Information provided
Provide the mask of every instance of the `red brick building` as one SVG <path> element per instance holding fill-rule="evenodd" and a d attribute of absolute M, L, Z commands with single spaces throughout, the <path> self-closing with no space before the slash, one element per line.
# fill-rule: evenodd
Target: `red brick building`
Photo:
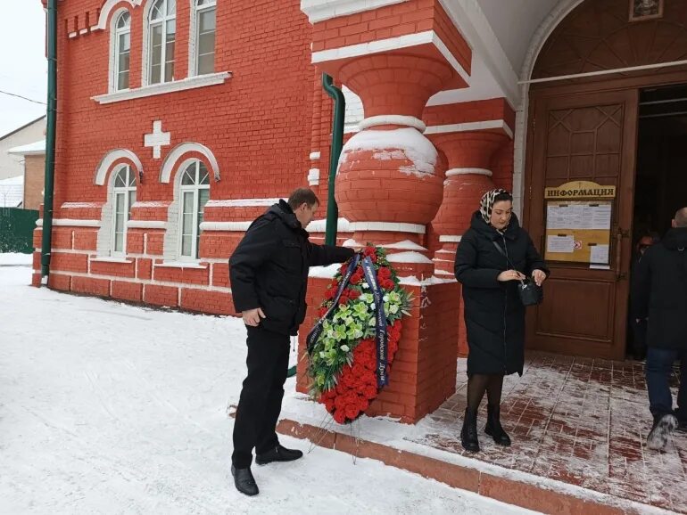
<path fill-rule="evenodd" d="M 63 0 L 58 16 L 52 288 L 232 314 L 228 258 L 250 221 L 297 186 L 327 199 L 327 72 L 348 99 L 340 242 L 385 245 L 416 292 L 400 380 L 372 412 L 418 420 L 453 391 L 452 258 L 494 186 L 542 250 L 546 187 L 617 187 L 608 258 L 552 263 L 528 339 L 622 357 L 635 184 L 658 174 L 637 131 L 642 105 L 681 111 L 681 0 Z M 37 284 L 37 252 L 35 268 Z M 327 280 L 311 282 L 313 306 Z"/>

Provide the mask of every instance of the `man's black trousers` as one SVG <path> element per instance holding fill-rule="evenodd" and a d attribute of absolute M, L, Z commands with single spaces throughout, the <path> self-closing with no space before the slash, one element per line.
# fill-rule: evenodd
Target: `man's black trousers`
<path fill-rule="evenodd" d="M 261 454 L 278 444 L 275 429 L 288 371 L 288 335 L 260 327 L 247 329 L 248 376 L 236 409 L 231 456 L 236 469 L 251 466 L 253 448 Z"/>

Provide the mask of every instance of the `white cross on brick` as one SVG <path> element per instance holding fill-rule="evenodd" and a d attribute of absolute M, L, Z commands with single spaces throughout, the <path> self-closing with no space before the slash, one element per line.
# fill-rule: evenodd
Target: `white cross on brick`
<path fill-rule="evenodd" d="M 153 147 L 153 159 L 159 159 L 162 146 L 169 145 L 171 141 L 171 133 L 162 132 L 162 120 L 153 122 L 153 132 L 149 135 L 144 135 L 143 144 L 146 147 Z"/>

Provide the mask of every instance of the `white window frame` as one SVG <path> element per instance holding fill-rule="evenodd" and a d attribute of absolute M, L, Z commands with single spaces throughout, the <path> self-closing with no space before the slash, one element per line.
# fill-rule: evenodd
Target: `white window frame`
<path fill-rule="evenodd" d="M 178 44 L 178 39 L 177 36 L 178 35 L 178 30 L 177 28 L 177 10 L 175 9 L 174 14 L 167 14 L 167 3 L 170 0 L 151 0 L 148 2 L 145 5 L 145 20 L 144 23 L 144 59 L 143 59 L 143 86 L 148 86 L 148 85 L 159 85 L 159 84 L 168 84 L 170 82 L 174 82 L 174 74 L 172 74 L 171 80 L 166 81 L 165 80 L 165 72 L 166 72 L 166 66 L 167 66 L 167 22 L 174 20 L 175 22 L 175 30 L 174 30 L 174 66 L 176 68 L 177 66 L 177 45 Z M 176 2 L 178 2 L 179 0 L 176 0 Z M 153 7 L 157 4 L 158 3 L 162 4 L 162 11 L 164 12 L 164 14 L 162 18 L 158 18 L 155 20 L 152 20 L 153 17 Z M 160 68 L 160 82 L 152 82 L 153 78 L 153 27 L 161 25 L 162 26 L 162 46 L 161 46 L 161 68 Z M 176 70 L 175 70 L 176 71 Z"/>
<path fill-rule="evenodd" d="M 124 13 L 128 13 L 128 27 L 124 29 L 118 29 L 120 18 Z M 128 67 L 128 88 L 118 89 L 119 81 L 117 80 L 120 74 L 120 36 L 128 32 L 129 34 L 129 67 Z M 117 93 L 120 91 L 128 91 L 131 87 L 131 12 L 126 8 L 118 9 L 111 19 L 110 23 L 110 77 L 108 78 L 108 91 L 110 93 Z"/>
<path fill-rule="evenodd" d="M 207 175 L 207 184 L 199 184 L 200 181 L 202 181 L 203 177 L 201 177 L 201 165 L 203 165 L 204 168 L 204 173 Z M 191 167 L 194 168 L 195 171 L 195 184 L 183 184 L 184 181 L 184 176 L 186 175 L 186 170 L 191 168 Z M 199 248 L 198 243 L 200 241 L 200 235 L 201 235 L 201 229 L 199 227 L 198 223 L 198 216 L 199 212 L 203 212 L 204 214 L 205 208 L 204 205 L 201 208 L 200 206 L 200 192 L 202 190 L 207 190 L 208 191 L 208 199 L 210 198 L 210 178 L 211 178 L 211 172 L 210 169 L 208 169 L 207 166 L 201 161 L 200 159 L 187 159 L 182 163 L 182 166 L 178 169 L 178 243 L 177 248 L 177 252 L 178 256 L 179 261 L 191 261 L 191 262 L 197 262 L 199 260 Z M 192 219 L 192 227 L 193 227 L 193 233 L 191 234 L 191 255 L 190 256 L 185 256 L 183 252 L 184 249 L 184 196 L 186 193 L 190 193 L 193 195 L 193 206 L 194 206 L 194 211 L 193 211 L 193 219 Z"/>
<path fill-rule="evenodd" d="M 204 5 L 198 5 L 198 0 L 191 0 L 191 25 L 190 34 L 188 37 L 188 77 L 197 77 L 201 74 L 198 72 L 198 65 L 200 62 L 198 52 L 200 51 L 200 44 L 198 38 L 200 37 L 200 14 L 203 11 L 209 11 L 210 9 L 215 10 L 215 66 L 211 72 L 203 74 L 209 75 L 210 73 L 215 73 L 217 71 L 217 0 L 210 0 Z"/>
<path fill-rule="evenodd" d="M 125 172 L 125 186 L 117 186 L 117 177 L 120 173 Z M 134 202 L 136 202 L 136 172 L 130 165 L 121 165 L 112 170 L 112 229 L 110 234 L 110 255 L 112 258 L 124 258 L 127 255 L 127 226 L 128 225 L 129 215 L 131 213 L 130 194 L 134 193 Z M 133 185 L 132 185 L 133 184 Z M 121 250 L 117 250 L 117 197 L 124 197 L 124 226 L 122 234 Z"/>

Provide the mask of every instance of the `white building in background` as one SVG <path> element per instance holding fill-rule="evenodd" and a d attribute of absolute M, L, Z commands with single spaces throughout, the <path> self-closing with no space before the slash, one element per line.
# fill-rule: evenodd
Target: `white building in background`
<path fill-rule="evenodd" d="M 24 173 L 24 157 L 10 154 L 10 149 L 33 143 L 45 137 L 45 115 L 6 135 L 0 135 L 0 180 L 22 176 Z"/>

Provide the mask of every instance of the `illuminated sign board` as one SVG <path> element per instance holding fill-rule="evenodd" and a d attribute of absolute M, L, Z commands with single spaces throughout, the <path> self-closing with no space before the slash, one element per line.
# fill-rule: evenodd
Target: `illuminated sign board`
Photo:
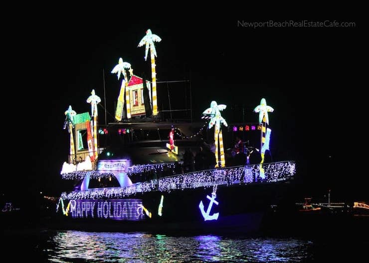
<path fill-rule="evenodd" d="M 144 220 L 141 199 L 71 200 L 73 218 L 98 218 L 115 220 Z"/>
<path fill-rule="evenodd" d="M 144 85 L 142 78 L 133 75 L 128 82 L 131 114 L 132 116 L 144 115 L 146 113 L 144 100 Z M 150 91 L 150 83 L 146 81 L 146 86 Z"/>
<path fill-rule="evenodd" d="M 119 172 L 127 173 L 129 166 L 129 160 L 126 159 L 120 160 L 102 160 L 97 163 L 97 170 L 102 172 Z"/>

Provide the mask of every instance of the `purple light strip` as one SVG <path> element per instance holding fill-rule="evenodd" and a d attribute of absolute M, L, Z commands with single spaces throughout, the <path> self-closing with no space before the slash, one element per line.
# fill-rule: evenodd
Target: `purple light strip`
<path fill-rule="evenodd" d="M 115 220 L 144 220 L 141 199 L 77 200 L 72 201 L 73 218 L 102 218 Z"/>

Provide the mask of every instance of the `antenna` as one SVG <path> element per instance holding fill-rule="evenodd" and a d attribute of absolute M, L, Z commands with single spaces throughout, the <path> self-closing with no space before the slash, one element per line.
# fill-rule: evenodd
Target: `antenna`
<path fill-rule="evenodd" d="M 105 72 L 103 68 L 103 81 L 104 82 L 104 107 L 105 108 L 105 128 L 107 127 L 106 125 L 106 96 L 105 96 Z"/>

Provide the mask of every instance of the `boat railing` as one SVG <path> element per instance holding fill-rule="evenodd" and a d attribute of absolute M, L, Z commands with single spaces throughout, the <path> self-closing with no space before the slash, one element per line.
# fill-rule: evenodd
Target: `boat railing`
<path fill-rule="evenodd" d="M 264 175 L 261 177 L 260 166 L 258 164 L 250 165 L 193 172 L 137 183 L 126 187 L 95 188 L 63 193 L 61 197 L 69 200 L 120 198 L 155 191 L 169 192 L 214 185 L 267 183 L 287 180 L 293 177 L 296 171 L 294 161 L 265 163 L 262 165 Z"/>

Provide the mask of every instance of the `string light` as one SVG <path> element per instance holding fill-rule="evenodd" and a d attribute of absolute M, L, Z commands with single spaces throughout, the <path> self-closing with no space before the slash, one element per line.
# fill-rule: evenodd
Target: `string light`
<path fill-rule="evenodd" d="M 260 178 L 259 165 L 236 166 L 212 169 L 160 178 L 159 180 L 138 183 L 126 187 L 95 188 L 61 194 L 67 200 L 121 198 L 139 193 L 159 190 L 170 192 L 176 189 L 194 189 L 214 185 L 230 185 L 243 182 L 250 184 L 255 180 L 262 182 L 283 181 L 296 173 L 294 161 L 287 161 L 263 164 L 265 178 Z"/>

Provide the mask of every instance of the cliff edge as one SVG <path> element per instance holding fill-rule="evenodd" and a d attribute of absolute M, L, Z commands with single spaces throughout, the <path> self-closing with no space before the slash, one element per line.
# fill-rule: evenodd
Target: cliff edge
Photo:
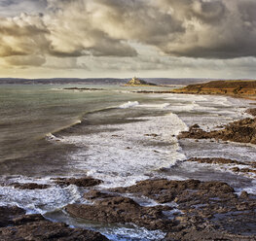
<path fill-rule="evenodd" d="M 256 81 L 212 81 L 173 89 L 173 93 L 224 94 L 238 97 L 256 97 Z"/>

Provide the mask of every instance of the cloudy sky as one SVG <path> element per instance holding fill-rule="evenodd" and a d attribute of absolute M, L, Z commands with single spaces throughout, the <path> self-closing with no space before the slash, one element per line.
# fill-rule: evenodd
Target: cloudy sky
<path fill-rule="evenodd" d="M 0 77 L 256 78 L 255 0 L 0 0 Z"/>

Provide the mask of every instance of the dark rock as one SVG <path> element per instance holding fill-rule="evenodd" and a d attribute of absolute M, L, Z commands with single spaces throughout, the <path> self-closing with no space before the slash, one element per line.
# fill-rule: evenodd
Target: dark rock
<path fill-rule="evenodd" d="M 226 183 L 222 182 L 201 182 L 199 180 L 187 181 L 168 181 L 166 179 L 146 180 L 128 188 L 117 188 L 113 189 L 119 192 L 141 193 L 161 203 L 170 202 L 175 197 L 182 195 L 184 191 L 206 190 L 208 195 L 217 196 L 218 194 L 232 194 L 234 192 Z M 195 193 L 195 191 L 192 191 Z"/>
<path fill-rule="evenodd" d="M 249 197 L 249 194 L 247 191 L 245 191 L 245 190 L 241 191 L 240 198 L 246 199 L 248 197 Z"/>
<path fill-rule="evenodd" d="M 86 199 L 89 199 L 89 200 L 93 200 L 93 199 L 98 199 L 98 198 L 106 198 L 106 197 L 113 197 L 113 196 L 116 196 L 116 195 L 111 194 L 111 193 L 104 193 L 104 192 L 101 192 L 101 191 L 95 190 L 95 189 L 91 189 L 91 191 L 86 192 L 84 194 L 84 197 Z"/>
<path fill-rule="evenodd" d="M 245 162 L 241 162 L 234 159 L 222 158 L 222 157 L 207 157 L 207 158 L 192 157 L 187 159 L 187 161 L 207 163 L 207 164 L 237 164 L 237 165 L 244 165 L 247 163 L 247 162 L 245 163 Z"/>
<path fill-rule="evenodd" d="M 178 135 L 179 139 L 215 139 L 223 141 L 256 144 L 256 119 L 244 119 L 226 125 L 223 129 L 204 131 L 197 125 Z"/>
<path fill-rule="evenodd" d="M 12 186 L 19 189 L 46 189 L 50 188 L 49 185 L 35 184 L 35 183 L 28 183 L 28 184 L 13 183 Z"/>
<path fill-rule="evenodd" d="M 98 232 L 70 228 L 64 224 L 51 223 L 41 215 L 24 215 L 18 207 L 0 207 L 0 240 L 104 241 Z"/>
<path fill-rule="evenodd" d="M 18 207 L 0 207 L 0 227 L 13 224 L 13 219 L 25 214 L 25 211 Z"/>
<path fill-rule="evenodd" d="M 54 179 L 55 183 L 59 186 L 69 186 L 69 185 L 75 185 L 77 187 L 93 187 L 99 184 L 102 184 L 101 180 L 93 179 L 91 177 L 85 177 L 85 178 L 56 178 Z"/>
<path fill-rule="evenodd" d="M 253 117 L 256 117 L 256 108 L 251 108 L 245 111 L 245 113 L 250 114 Z"/>
<path fill-rule="evenodd" d="M 134 223 L 149 229 L 167 229 L 172 225 L 172 222 L 162 212 L 171 210 L 170 207 L 142 207 L 132 199 L 123 196 L 98 199 L 93 205 L 69 204 L 65 210 L 77 218 L 107 224 Z"/>

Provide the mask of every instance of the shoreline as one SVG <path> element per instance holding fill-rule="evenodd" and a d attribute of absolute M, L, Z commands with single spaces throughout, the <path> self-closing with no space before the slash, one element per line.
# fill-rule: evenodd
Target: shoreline
<path fill-rule="evenodd" d="M 196 157 L 185 161 L 198 162 L 199 164 L 219 164 L 220 166 L 236 163 L 236 160 L 196 159 Z M 237 164 L 241 163 L 238 162 Z M 245 172 L 243 169 L 234 171 L 238 175 L 243 172 Z M 89 183 L 89 186 L 91 185 L 91 187 L 88 186 Z M 97 185 L 100 183 L 100 180 L 93 181 L 90 178 L 86 178 L 85 182 L 75 179 L 58 179 L 55 184 L 57 186 L 74 185 L 88 189 L 83 194 L 84 200 L 93 202 L 92 205 L 68 204 L 63 208 L 63 212 L 69 213 L 75 219 L 82 218 L 91 223 L 99 222 L 102 224 L 132 223 L 148 230 L 162 230 L 165 233 L 165 237 L 158 240 L 256 240 L 254 231 L 256 229 L 254 212 L 256 195 L 246 191 L 238 193 L 227 183 L 211 180 L 202 182 L 194 179 L 185 181 L 148 179 L 130 187 L 98 189 Z M 14 189 L 19 189 L 49 188 L 33 184 L 16 183 L 13 185 Z M 143 196 L 143 200 L 139 199 L 141 196 Z M 151 201 L 154 205 L 152 206 L 152 203 L 145 204 L 145 201 Z M 24 216 L 18 219 L 19 223 L 12 221 L 11 224 L 12 228 L 18 231 L 14 234 L 10 231 L 11 227 L 3 226 L 0 228 L 0 237 L 1 235 L 12 235 L 10 240 L 11 238 L 15 240 L 14 235 L 25 237 L 22 235 L 27 235 L 25 228 L 28 226 L 38 228 L 39 224 L 40 228 L 44 230 L 45 224 L 52 226 L 53 224 L 43 224 L 42 218 L 39 216 L 35 216 L 35 218 L 34 216 Z M 49 226 L 48 228 L 51 229 Z M 57 229 L 56 226 L 60 226 L 60 229 Z M 55 224 L 54 228 L 55 232 L 70 235 L 70 238 L 72 236 L 68 234 L 69 231 L 77 233 L 80 235 L 79 237 L 89 235 L 88 233 L 83 234 L 85 229 L 69 229 L 68 231 L 67 227 L 60 224 Z M 20 233 L 20 230 L 24 230 L 23 234 Z M 47 233 L 47 231 L 44 232 Z M 55 232 L 53 235 L 55 235 Z M 94 233 L 93 235 L 98 234 Z M 9 236 L 3 237 L 7 240 L 9 238 Z M 102 236 L 100 238 L 95 240 L 107 240 Z M 70 240 L 77 240 L 77 236 Z"/>

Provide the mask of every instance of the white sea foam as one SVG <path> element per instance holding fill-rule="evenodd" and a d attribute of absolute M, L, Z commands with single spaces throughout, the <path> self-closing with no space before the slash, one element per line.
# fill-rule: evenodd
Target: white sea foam
<path fill-rule="evenodd" d="M 137 108 L 146 108 L 146 109 L 168 109 L 169 103 L 164 104 L 141 104 L 137 105 Z"/>
<path fill-rule="evenodd" d="M 46 139 L 49 140 L 49 141 L 55 141 L 55 142 L 59 142 L 59 141 L 61 141 L 61 138 L 55 137 L 55 136 L 53 135 L 52 133 L 46 134 Z"/>
<path fill-rule="evenodd" d="M 128 101 L 125 104 L 120 105 L 119 108 L 120 109 L 128 109 L 128 108 L 137 106 L 137 105 L 139 105 L 139 103 L 137 101 Z"/>
<path fill-rule="evenodd" d="M 80 147 L 70 155 L 70 165 L 89 170 L 89 175 L 104 181 L 104 187 L 117 187 L 148 179 L 185 158 L 175 136 L 187 125 L 176 115 L 136 120 L 141 121 L 97 127 L 117 129 L 111 132 L 64 137 L 62 141 Z"/>
<path fill-rule="evenodd" d="M 81 200 L 83 196 L 79 189 L 73 185 L 66 188 L 55 186 L 46 189 L 19 189 L 14 187 L 0 187 L 0 195 L 1 206 L 16 205 L 30 213 L 41 214 L 74 203 Z"/>

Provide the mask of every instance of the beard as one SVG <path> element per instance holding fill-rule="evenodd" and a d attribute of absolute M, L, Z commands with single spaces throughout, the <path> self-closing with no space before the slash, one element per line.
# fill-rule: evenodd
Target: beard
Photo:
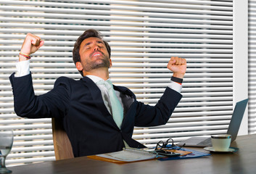
<path fill-rule="evenodd" d="M 94 58 L 92 57 L 92 55 L 94 54 L 94 53 L 92 53 L 90 54 L 90 59 L 85 60 L 85 62 L 82 64 L 84 71 L 90 71 L 99 67 L 110 67 L 110 57 L 106 56 L 102 51 L 99 52 L 101 52 L 102 57 L 96 57 L 96 59 L 93 60 L 93 59 Z"/>

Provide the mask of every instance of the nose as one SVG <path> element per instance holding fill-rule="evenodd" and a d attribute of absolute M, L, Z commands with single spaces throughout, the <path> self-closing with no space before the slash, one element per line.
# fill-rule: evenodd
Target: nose
<path fill-rule="evenodd" d="M 96 44 L 95 44 L 94 51 L 98 51 L 98 50 L 99 50 L 99 46 Z"/>

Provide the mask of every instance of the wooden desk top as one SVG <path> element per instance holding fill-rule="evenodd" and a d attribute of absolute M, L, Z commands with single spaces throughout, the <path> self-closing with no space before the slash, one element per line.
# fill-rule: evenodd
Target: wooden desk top
<path fill-rule="evenodd" d="M 46 162 L 9 167 L 13 174 L 67 174 L 67 173 L 256 173 L 256 134 L 238 136 L 231 146 L 238 147 L 235 153 L 212 153 L 194 159 L 160 161 L 157 160 L 115 164 L 88 159 L 86 157 L 71 160 Z M 189 148 L 188 148 L 189 149 Z M 191 148 L 203 152 L 202 148 Z"/>

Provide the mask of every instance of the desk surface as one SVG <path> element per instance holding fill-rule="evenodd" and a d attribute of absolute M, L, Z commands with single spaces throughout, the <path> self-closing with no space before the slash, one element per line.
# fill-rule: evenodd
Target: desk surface
<path fill-rule="evenodd" d="M 46 162 L 9 167 L 13 174 L 36 173 L 256 173 L 256 134 L 238 136 L 231 146 L 235 153 L 212 153 L 212 155 L 184 160 L 157 160 L 115 164 L 88 159 L 86 157 Z M 202 148 L 191 148 L 207 152 Z"/>

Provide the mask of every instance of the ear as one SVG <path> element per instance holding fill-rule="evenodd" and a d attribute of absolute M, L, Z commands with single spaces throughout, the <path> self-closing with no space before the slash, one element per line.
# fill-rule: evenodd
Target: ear
<path fill-rule="evenodd" d="M 83 66 L 82 66 L 81 62 L 77 62 L 75 63 L 75 67 L 76 67 L 76 69 L 78 69 L 79 71 L 83 70 Z"/>

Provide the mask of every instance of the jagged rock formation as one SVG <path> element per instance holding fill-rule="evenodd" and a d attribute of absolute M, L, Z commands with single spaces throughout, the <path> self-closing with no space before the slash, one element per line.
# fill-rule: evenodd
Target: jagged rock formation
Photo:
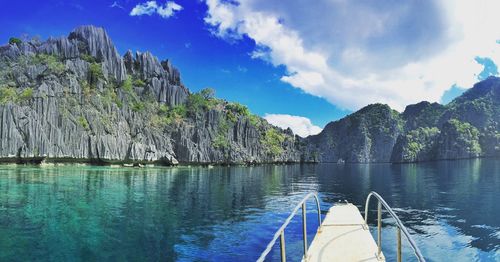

Given task
Please express the lines of the records from the line with "Provide the mask of every instance of the nose" to the line with "13 174 L 67" as a Markdown table with columns "Row" and "Line", numbering each line and leaving out blank lines.

Worked solution
| Row | Line |
|---|---|
| 1 | Provide the mask of every instance of the nose as one SVG <path> element per instance holding fill-rule="evenodd" and a d attribute of absolute M, L, Z commands with single spaces throughout, the <path> self-closing with no space before the slash, one element per line. |
| 2 | # fill-rule: evenodd |
| 3 | Target: nose |
| 4 | <path fill-rule="evenodd" d="M 96 44 L 95 44 L 94 51 L 98 51 L 98 50 L 99 50 L 99 46 Z"/> |
| 5 | Provide the mask of every instance of the wooden desk top as one SVG <path> element per instance holding fill-rule="evenodd" and a d attribute of absolute M, L, Z commands with single spaces throughout, the <path> self-closing with no space before the slash, one element per line. |
| 6 | # fill-rule: evenodd |
| 7 | Target: wooden desk top |
| 8 | <path fill-rule="evenodd" d="M 46 162 L 9 167 L 13 174 L 67 174 L 67 173 L 256 173 L 256 134 L 238 136 L 231 146 L 238 147 L 235 153 L 212 153 L 194 159 L 160 161 L 157 160 L 115 164 L 88 159 L 86 157 L 71 160 Z M 189 148 L 188 148 L 189 149 Z M 191 148 L 203 152 L 202 148 Z"/> |